Instruction: Rewrite the data below as a Markdown table with the columns Row and Text, covering everything from the line that contains "For this challenge, identify the brown" down to the line that contains "point(215, 92)", both included. Give each line its own numbered row and leave out any blank lines.

Input data:
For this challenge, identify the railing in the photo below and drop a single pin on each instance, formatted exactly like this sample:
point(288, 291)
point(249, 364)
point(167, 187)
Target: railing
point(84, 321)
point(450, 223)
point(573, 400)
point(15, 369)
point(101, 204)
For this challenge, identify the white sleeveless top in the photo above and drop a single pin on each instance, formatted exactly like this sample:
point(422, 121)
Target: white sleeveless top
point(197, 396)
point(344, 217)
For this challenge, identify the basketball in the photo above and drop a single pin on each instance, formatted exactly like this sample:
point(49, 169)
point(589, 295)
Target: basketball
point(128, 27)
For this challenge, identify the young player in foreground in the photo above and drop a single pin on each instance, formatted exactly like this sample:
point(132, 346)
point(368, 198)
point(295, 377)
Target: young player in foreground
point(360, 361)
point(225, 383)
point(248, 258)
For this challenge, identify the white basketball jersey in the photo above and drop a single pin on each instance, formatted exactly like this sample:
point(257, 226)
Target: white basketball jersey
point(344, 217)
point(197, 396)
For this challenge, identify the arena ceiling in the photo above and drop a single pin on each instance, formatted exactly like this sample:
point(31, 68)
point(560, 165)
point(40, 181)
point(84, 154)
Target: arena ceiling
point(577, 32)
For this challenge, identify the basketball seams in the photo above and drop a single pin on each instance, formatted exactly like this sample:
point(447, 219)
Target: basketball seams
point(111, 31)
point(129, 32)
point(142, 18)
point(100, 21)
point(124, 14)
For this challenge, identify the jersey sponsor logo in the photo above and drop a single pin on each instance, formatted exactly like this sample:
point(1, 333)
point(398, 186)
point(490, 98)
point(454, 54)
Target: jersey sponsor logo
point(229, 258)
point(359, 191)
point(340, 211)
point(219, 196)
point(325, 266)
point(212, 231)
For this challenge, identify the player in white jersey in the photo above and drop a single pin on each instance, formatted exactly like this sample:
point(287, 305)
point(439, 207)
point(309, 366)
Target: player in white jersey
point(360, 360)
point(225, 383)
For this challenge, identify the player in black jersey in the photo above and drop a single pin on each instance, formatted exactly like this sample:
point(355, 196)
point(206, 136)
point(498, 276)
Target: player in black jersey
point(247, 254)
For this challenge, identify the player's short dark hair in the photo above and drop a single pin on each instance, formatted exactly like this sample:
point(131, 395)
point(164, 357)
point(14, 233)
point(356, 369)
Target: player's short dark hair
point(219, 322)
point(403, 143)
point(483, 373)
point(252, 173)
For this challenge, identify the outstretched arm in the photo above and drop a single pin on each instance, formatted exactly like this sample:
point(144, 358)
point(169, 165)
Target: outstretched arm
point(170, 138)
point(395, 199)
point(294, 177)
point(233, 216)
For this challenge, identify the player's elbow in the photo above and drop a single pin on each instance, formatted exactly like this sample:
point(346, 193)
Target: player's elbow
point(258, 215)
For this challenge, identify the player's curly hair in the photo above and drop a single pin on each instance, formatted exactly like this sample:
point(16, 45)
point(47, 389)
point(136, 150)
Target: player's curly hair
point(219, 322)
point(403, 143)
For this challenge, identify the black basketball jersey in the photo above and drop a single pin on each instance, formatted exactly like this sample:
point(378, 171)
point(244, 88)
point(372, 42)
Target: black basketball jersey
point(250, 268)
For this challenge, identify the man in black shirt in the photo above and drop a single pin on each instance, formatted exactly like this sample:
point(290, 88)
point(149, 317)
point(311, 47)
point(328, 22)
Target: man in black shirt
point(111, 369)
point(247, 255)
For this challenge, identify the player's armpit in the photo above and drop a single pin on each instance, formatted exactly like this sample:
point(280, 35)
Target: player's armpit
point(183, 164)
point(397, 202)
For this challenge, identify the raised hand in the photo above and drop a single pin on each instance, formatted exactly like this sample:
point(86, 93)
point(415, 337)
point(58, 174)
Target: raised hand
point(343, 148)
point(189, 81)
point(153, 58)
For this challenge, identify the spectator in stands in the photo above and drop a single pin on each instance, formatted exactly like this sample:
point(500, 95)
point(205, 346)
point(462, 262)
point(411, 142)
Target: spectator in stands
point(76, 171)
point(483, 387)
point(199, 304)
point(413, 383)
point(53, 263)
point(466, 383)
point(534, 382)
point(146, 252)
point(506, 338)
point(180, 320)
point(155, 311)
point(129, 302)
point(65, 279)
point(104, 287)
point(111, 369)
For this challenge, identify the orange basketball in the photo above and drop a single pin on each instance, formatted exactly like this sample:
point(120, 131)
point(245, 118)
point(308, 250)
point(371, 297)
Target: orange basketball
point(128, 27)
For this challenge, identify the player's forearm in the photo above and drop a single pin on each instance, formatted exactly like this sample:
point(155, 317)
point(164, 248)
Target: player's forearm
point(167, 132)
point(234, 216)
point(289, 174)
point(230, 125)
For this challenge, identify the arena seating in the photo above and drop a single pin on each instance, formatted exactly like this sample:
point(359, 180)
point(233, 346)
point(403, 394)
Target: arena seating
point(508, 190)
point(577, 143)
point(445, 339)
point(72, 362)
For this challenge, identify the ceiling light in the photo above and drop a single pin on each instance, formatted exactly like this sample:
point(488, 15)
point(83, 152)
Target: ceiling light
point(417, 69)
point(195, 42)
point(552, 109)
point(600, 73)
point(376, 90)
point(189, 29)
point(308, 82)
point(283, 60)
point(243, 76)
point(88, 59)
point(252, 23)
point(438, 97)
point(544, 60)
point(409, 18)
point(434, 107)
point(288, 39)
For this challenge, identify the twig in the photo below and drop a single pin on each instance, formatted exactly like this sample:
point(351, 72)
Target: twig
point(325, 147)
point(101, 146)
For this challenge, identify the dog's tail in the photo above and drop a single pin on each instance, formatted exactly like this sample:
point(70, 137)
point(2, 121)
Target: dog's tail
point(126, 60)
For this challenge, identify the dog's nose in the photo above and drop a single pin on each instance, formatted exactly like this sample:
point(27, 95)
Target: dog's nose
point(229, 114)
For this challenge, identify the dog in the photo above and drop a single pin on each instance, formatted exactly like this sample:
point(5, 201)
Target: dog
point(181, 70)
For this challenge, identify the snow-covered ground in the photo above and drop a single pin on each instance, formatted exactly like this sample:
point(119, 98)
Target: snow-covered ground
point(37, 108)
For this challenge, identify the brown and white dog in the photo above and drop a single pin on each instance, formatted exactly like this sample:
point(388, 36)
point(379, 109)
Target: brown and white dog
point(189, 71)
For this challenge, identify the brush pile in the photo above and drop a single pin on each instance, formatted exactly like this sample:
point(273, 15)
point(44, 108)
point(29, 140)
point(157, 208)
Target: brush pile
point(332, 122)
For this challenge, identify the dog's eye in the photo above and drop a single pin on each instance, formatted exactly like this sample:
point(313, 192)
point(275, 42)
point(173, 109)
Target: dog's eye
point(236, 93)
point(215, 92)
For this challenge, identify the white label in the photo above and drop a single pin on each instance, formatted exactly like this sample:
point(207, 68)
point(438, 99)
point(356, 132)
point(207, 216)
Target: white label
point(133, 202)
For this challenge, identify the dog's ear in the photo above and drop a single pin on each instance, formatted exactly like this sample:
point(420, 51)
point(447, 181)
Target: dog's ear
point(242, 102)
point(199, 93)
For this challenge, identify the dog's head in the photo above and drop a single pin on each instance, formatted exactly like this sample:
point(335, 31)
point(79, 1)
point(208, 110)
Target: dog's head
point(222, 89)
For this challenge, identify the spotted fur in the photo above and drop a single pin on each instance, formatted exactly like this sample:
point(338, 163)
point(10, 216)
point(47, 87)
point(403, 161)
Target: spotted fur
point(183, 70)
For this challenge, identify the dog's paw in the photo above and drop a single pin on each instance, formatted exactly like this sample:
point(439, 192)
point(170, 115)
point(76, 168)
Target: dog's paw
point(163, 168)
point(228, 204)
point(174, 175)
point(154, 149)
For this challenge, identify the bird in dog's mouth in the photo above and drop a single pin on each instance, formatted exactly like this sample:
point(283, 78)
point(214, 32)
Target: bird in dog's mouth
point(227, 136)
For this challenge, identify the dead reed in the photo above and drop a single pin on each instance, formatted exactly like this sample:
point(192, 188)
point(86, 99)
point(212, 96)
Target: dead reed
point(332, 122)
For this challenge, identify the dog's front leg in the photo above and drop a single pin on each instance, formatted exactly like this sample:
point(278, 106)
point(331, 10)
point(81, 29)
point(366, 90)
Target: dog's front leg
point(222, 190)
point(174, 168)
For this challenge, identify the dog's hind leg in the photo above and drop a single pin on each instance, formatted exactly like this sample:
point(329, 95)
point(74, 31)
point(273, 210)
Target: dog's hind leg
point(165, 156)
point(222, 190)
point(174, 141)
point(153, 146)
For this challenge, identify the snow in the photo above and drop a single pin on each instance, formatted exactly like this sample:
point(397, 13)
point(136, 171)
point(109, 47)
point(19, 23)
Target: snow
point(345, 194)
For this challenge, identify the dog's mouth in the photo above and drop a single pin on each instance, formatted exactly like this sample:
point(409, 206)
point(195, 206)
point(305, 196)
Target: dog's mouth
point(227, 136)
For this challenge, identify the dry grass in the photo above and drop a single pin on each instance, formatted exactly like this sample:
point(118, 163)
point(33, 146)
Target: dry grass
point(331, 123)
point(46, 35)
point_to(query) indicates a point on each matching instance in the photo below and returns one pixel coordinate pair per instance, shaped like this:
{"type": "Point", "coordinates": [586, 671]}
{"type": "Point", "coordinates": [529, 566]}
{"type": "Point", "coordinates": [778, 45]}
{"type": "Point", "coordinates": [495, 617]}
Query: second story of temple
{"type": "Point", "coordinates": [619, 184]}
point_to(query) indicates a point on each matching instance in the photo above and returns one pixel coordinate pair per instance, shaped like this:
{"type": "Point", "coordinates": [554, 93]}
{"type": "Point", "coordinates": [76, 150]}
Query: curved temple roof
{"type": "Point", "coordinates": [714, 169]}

Answer to the problem:
| Row | Text |
|---|---|
| 1 | For this challenge, identify the brown and white dog in the photo above and drop a single pin on each instance, formatted exactly like this sample: |
| 2 | point(388, 36) |
| 3 | point(379, 109) |
| 4 | Target: brown and white dog |
| 5 | point(189, 71) |
| 6 | For this challenge, identify the brush pile in the photo above and drop a single pin on each instance, formatted exactly like this sample: |
| 7 | point(273, 15) |
| 8 | point(44, 108) |
| 9 | point(29, 140) |
| 10 | point(157, 208) |
| 11 | Target: brush pile |
| 12 | point(332, 122) |
| 13 | For this challenge, identify the dog's eye in the photo above and drop a single pin on each instance, formatted exactly like this sample: |
| 14 | point(313, 192) |
| 15 | point(275, 42) |
| 16 | point(173, 109) |
| 17 | Target: dog's eye |
| 18 | point(236, 93) |
| 19 | point(215, 92) |